**TASKS AND EXERCISES:**
**a)** Decide whether each statement agrees with the forum thread, and back each yes or no with the deciding words from it, quoted exactly. (i) The user bombay posted twice. (ii) The post by ikechu1278 refers to a YouTube video. (iii) The post by omolami went up at 6:35pm.
**b)** Tally the lines of the listing that contain the string "boat", treating case as significant, and give only the number.
# start of PAGE EXCERPT
Re: What The North Thinks About The Yoruba's. by omolami: 5:13pm On Oct 04, 2015
The hausas, (north) are dullards, olodo

1 Like

Re: What The North Thinks About The Yoruba's. by bombay: 6:28pm On Oct 04, 2015
No hatred here just facts.
Re: What The North Thinks About The Yoruba's. by ikechu1278: 6:35pm On Oct 04, 2015
You guys are going too far.
Didn't sanusi call them the Problem of Nigeria.

Check out the hausa, igbo and Yoruba views on each other on the YouTube video The hausa insulted the yoloba more than igbo despite the camera dude gave them the get go to talk bad of each tribe. That's why it's always always makes me laugh the amount of @ss living yoloba does to north. I keep saying it that are a very obedient docile slave.. A very rare occurrence for slaves

1 Like

Re: What The North Thinks About The Yoruba's. by bombay: 6:42pm On Oct 04, 2015
That is why they are very desperate to appease the north.
# end of PAGE EXCERPT
# start of EXCERPTED DATA
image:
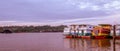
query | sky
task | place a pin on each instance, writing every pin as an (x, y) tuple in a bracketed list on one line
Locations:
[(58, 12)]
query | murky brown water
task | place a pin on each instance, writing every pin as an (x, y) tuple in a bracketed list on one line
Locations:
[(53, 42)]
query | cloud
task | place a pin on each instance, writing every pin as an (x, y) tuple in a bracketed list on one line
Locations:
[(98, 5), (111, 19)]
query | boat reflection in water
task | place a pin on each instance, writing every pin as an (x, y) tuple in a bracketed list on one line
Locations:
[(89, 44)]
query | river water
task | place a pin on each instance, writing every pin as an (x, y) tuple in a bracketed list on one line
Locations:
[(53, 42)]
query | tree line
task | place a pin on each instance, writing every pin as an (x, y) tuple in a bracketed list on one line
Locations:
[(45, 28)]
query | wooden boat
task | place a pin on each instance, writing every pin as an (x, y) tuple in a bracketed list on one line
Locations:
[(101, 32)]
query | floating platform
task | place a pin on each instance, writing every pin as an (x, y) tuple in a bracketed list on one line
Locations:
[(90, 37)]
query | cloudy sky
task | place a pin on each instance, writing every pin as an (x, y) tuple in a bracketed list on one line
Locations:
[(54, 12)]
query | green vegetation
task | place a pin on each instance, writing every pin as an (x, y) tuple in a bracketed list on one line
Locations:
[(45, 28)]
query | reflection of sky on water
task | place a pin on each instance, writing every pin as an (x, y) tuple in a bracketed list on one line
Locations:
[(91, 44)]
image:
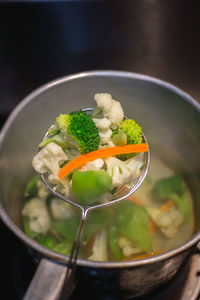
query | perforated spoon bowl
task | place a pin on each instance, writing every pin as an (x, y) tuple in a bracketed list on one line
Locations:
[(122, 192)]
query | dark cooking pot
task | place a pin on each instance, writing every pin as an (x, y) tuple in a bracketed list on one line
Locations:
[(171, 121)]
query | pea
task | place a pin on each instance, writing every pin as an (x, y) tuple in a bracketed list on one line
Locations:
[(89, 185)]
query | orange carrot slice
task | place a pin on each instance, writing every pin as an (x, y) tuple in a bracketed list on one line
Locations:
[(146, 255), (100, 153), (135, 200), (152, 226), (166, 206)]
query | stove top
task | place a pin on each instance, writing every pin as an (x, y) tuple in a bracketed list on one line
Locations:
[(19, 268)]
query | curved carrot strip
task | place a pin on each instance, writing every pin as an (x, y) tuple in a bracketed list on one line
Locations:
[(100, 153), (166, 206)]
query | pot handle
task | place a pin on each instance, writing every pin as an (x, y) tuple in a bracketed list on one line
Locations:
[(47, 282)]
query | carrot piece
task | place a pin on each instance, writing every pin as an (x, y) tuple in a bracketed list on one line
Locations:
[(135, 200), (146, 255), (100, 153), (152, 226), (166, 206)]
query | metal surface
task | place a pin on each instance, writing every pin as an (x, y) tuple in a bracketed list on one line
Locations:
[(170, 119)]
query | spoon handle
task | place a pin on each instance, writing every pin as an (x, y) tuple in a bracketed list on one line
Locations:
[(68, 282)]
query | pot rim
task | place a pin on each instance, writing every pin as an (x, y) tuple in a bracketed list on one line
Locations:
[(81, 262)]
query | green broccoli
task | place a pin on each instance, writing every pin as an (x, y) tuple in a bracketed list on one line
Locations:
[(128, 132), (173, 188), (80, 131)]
# end of EXCERPTED DATA
**RESPONSES IN ORDER:**
**a)**
(i) Yes: "by bombay: 6:28pm On Oct 04, 2015" and "by bombay: 6:42pm On Oct 04, 2015"
(ii) Yes: "on the YouTube video"
(iii) No: "by omolami: 5:13pm On Oct 04, 2015"

**b)** 2